The COVID-19 virus will have a serious financial impact on the economy. There is still a lot of uncertainty pertaining to the extent that GDP will contract in the UK. The contraction of the economy is directly proportional to persistence of the outbreak.
The UK will enter a deep recession with GDP expected to contract by at least around 5% in 2020 and only have gradual growth in 2021.
From our perspective we agree the economy will go into a deep recession but that it is very difficult to quantify and predict the extent of this. We feel that we are in unchartered territory and there is no comparable benchmark to really understand its effect.
So, in our opinion the best thing is to position your business in the best possible way to fight any adversity it may face both in the short and medium term.
To combat this governments around the world have approved massive stimulus packages. Most notably the US has approved a stimulus package of $2tn.
The UK has announced a GBP330bn package of support for businesses. This is on top of the previously announced GBP30bn support package.
Cashflow projections are vital to your business in these uncertain times. You need to understand what are the cashflow requirements of your business in order to ensure its survival into the future.
IN A FINANCIAL CRISIS SOMETIMES, SURVIVAL WILL EQUATE TO FUTURE GROWTH
The financial crisis could continue for a prolonged period, so we recommend that you start with a weekly cashflow forecast for the next few weeks especially during the lockdown period and thereafter prepare a 12-month cashflow forecast.
It is imperative to include a breakeven/“stress test” analysis in the cashflow forecast of your business by looking at different scenario that can come about from this crisis.
Some of the advantages of preparing a cashflow projection:
A short term weekly cashflow projection will allow you to understand your immediate needs to get through this trying period.
As a minimum, a cashflow projection will allow you to understand if a capital injection is required and if so, how much and when you need to obtain the funding?
Provide you with an advantage in obtaining a package of support for businesses offered by the UK government.
It allows you to consider and plan how to implement efficiencies in your business.
If your projection indicates that your business will have a cashflow shortage you can assess whether to obtain Debt or Equity Finance.

- To do -
1/ According to the text on COVID-19 and business cashflow, how large a support package for businesses has the UK announced?
2/ Carry on the text on COVID-19 and business cashflow from its last sentence.

(Dataset excerpts)
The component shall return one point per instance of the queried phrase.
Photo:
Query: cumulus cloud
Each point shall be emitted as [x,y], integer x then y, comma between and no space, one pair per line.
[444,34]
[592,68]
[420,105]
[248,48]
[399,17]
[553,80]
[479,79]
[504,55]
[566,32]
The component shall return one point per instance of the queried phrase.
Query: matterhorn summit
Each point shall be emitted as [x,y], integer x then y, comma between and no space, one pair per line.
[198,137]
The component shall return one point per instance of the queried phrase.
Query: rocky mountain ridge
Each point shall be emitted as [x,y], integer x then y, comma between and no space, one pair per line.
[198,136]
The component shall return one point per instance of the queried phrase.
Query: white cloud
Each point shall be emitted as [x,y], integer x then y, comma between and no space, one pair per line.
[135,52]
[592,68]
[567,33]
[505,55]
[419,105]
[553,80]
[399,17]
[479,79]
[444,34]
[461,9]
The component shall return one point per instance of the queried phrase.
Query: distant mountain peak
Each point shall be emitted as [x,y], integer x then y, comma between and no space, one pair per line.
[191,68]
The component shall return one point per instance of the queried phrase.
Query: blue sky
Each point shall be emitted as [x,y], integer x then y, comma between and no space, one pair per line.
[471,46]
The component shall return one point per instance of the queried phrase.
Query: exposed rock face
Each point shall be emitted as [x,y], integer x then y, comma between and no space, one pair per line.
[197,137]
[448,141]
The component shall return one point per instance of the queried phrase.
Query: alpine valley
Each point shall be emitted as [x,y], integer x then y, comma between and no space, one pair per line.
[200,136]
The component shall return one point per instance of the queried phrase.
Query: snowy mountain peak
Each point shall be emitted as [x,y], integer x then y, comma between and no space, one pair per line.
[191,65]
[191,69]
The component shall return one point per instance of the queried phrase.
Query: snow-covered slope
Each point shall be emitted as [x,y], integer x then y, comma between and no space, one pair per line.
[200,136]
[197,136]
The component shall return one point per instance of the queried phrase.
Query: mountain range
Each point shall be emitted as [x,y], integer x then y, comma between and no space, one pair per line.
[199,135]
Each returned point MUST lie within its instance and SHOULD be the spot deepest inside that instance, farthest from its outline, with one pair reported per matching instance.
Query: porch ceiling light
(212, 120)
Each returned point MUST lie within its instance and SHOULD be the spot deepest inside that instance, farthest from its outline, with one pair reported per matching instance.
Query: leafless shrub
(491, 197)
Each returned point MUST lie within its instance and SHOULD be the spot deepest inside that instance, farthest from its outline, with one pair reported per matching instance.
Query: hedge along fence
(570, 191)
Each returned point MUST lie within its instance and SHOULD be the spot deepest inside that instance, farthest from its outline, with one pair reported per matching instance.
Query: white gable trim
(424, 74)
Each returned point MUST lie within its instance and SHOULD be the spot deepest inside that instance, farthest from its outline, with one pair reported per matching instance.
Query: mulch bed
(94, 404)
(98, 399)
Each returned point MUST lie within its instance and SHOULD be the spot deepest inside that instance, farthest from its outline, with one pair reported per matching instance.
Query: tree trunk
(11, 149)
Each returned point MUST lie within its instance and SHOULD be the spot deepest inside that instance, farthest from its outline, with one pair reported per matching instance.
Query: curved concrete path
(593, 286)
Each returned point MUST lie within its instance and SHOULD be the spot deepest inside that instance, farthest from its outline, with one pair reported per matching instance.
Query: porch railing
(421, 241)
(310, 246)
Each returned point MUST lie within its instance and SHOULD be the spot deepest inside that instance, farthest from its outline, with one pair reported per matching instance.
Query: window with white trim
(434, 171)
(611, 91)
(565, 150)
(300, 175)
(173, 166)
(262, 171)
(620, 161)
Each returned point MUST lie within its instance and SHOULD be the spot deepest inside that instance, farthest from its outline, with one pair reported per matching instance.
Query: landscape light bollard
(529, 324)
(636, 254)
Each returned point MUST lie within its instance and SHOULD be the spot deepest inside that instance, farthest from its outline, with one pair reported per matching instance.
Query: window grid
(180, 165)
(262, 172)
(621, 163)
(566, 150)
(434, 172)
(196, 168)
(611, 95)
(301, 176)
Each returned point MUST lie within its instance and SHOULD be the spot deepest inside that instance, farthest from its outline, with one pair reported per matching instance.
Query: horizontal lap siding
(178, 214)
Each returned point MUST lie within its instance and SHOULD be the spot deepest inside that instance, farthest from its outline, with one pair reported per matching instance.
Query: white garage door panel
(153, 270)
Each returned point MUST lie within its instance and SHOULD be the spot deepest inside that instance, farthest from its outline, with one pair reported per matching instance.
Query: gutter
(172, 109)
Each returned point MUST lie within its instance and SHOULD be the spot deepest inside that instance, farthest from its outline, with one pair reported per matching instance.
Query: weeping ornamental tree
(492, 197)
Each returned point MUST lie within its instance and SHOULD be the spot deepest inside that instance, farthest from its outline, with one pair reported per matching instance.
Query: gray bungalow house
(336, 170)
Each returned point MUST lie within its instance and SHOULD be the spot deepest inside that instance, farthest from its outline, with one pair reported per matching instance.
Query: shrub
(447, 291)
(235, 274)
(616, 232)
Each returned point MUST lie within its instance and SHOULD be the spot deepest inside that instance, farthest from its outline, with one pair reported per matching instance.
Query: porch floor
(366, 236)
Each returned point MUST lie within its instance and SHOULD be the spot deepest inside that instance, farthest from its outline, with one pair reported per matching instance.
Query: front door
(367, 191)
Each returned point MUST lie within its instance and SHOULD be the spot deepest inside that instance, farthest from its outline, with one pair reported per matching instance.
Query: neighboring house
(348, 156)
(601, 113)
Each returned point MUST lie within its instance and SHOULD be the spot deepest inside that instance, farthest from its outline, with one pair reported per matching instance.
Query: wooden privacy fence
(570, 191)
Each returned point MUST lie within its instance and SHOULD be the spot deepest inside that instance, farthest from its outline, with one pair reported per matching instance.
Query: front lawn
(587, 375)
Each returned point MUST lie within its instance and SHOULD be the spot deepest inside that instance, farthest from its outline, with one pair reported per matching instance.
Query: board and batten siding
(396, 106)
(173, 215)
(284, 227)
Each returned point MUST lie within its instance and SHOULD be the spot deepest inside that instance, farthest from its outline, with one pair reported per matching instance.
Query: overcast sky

- Responses to the exercise -
1/ A GBP330bn package, on top of the previously announced GBP30bn package.

2/
Please see below an illustrative example of our discussion:
FIGURE 1. Please note:the above graph is used to best illustrate the movement of cashflows and revenue within businesses during the lock down period. This doesn’t consider any market sector but rather considers the general economy. The above graph assumes that the lockdown period will not be extended past May 2020.
The above graph shows the relationship between your forecasted cashflow as a percentage of your cash requirements.
We feel a lot of businesses will really feel the effect of the lock down moving into June if most of your customers have credit terms.
We wanted to illustrate that you don’t need to only understand your cashflow requirements over the lockdown period but also the impact it can have further down the line. Where the forecasted cashflow drops below 100% shows the period where funding may be required.
The graph above illustrates that you will have a cashflow shortage starting in June and you will only exit this position only in November 2020. Furthermore, the maximum actual cashflow shortfall will be 50% of your cashflow requirement and this will be experienced from July and August 2020.
Incorporated in the above graph is also the relationship between your revenue as a percentage of your cashflow requirements. Again, we wanted to illustrate the effect that this lockdown can have on your revenue.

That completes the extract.